- Requirement: Show every line below where "item" can be found.

- Records for processing:
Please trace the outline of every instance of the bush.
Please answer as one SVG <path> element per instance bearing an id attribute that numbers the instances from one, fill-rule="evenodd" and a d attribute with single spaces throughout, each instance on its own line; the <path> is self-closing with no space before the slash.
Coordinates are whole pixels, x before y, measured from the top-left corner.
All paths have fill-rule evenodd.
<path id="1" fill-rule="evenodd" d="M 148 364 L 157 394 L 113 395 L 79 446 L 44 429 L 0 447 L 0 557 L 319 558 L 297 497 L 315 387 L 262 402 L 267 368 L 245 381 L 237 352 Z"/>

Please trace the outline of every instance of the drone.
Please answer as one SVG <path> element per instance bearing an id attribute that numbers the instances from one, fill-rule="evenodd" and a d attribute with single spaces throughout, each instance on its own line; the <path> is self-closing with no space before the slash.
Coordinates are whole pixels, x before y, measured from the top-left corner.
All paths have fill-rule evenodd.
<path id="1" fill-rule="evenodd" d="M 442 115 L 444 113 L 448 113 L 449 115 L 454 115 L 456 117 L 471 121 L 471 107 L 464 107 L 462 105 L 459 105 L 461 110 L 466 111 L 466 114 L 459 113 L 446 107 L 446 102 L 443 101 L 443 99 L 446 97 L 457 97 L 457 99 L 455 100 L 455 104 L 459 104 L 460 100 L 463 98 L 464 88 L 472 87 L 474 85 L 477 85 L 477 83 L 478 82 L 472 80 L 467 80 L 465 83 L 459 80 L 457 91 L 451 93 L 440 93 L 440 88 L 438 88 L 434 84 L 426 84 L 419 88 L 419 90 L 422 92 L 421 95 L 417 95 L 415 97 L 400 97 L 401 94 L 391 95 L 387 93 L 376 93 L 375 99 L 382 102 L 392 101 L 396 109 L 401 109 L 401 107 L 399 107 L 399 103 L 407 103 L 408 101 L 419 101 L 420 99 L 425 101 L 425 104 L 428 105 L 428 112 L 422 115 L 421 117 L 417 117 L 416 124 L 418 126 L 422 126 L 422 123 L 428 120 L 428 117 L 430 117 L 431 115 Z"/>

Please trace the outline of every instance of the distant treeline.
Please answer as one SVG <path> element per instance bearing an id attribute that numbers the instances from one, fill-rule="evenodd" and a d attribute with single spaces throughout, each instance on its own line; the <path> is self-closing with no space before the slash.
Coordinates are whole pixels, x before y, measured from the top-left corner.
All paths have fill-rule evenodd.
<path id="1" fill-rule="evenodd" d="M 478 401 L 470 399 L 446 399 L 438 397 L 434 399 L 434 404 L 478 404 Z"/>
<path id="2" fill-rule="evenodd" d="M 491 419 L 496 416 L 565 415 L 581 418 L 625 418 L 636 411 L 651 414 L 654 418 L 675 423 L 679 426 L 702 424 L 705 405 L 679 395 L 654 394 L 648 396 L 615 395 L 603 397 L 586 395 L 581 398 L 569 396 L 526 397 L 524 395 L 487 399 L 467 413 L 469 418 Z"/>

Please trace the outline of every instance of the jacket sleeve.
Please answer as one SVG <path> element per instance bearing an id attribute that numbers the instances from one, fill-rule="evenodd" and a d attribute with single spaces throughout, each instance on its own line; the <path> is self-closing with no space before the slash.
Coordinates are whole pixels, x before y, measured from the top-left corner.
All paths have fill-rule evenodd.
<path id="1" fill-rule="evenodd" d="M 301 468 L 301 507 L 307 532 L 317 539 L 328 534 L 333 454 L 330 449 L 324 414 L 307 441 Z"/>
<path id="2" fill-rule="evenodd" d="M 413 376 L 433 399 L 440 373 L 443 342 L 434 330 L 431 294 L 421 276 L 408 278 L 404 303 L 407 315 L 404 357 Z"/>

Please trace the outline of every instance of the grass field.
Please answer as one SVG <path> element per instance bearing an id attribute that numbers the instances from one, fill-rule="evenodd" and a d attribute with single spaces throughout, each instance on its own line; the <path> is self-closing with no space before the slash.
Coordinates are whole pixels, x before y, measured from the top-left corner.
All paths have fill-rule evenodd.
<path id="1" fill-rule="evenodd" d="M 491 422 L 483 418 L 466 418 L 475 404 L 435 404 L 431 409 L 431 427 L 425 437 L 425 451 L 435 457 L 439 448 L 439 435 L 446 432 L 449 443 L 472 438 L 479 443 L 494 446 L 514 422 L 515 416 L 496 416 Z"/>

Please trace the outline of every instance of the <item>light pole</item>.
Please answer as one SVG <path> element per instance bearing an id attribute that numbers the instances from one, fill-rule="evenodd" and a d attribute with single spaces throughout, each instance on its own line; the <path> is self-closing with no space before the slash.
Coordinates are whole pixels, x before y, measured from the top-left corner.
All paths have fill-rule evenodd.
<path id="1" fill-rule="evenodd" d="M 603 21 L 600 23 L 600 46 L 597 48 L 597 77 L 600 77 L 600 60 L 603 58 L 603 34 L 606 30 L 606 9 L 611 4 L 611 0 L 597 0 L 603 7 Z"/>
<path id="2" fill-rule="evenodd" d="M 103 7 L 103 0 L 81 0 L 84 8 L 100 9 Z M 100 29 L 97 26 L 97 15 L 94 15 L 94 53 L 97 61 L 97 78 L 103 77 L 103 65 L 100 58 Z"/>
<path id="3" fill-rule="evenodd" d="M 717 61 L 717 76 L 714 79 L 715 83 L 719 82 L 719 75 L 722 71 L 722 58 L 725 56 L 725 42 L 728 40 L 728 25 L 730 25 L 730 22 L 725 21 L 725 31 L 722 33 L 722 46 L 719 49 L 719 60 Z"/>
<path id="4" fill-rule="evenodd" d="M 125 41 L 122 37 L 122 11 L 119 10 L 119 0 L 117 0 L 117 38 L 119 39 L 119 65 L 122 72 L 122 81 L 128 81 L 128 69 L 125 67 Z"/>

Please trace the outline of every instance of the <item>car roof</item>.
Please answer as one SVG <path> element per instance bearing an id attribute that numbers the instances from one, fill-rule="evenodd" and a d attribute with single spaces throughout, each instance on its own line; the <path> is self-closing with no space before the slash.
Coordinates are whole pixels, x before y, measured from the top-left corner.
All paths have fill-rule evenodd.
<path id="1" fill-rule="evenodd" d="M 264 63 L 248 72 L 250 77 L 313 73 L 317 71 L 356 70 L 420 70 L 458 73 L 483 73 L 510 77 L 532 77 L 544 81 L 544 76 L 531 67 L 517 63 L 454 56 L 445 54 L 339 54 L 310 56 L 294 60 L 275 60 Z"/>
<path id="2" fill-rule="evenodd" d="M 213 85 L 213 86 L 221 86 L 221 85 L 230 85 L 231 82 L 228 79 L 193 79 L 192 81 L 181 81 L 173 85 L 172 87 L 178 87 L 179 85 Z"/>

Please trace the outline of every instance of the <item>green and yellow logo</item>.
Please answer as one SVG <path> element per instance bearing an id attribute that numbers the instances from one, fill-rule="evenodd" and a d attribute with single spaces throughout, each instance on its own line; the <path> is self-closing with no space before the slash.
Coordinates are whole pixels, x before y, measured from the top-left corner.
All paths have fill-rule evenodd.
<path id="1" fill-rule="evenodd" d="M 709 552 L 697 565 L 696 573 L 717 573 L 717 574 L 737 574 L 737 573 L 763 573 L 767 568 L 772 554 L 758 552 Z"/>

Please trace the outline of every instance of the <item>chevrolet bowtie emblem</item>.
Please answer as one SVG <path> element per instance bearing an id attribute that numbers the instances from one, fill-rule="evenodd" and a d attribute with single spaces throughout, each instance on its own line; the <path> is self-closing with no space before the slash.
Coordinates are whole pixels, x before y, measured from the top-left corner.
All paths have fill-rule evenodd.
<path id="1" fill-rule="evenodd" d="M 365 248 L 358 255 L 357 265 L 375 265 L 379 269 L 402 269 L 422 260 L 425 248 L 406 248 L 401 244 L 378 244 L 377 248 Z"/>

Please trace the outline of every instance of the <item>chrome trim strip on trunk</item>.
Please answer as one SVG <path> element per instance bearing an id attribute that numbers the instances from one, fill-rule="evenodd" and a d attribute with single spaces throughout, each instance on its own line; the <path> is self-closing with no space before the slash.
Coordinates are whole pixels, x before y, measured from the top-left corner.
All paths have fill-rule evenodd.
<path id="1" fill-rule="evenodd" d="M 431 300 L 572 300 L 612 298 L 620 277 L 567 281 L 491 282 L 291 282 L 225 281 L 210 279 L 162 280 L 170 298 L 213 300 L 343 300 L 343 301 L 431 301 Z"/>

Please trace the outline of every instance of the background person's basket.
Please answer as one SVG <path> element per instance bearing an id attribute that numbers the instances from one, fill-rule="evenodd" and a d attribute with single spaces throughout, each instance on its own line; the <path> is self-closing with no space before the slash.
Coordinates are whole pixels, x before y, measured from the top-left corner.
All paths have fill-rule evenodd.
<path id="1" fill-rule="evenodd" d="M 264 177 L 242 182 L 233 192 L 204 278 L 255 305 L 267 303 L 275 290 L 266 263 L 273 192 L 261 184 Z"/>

- Exercise solution:
Please trace the outline of every instance of the <item>light pole</item>.
Please trace the outline of every instance of the <item>car roof</item>.
Please trace the outline of every instance of the <item>green and yellow logo</item>.
Please trace the outline of every instance of the <item>chevrolet bowtie emblem</item>.
Please trace the outline of every instance of the <item>chrome trim strip on trunk</item>.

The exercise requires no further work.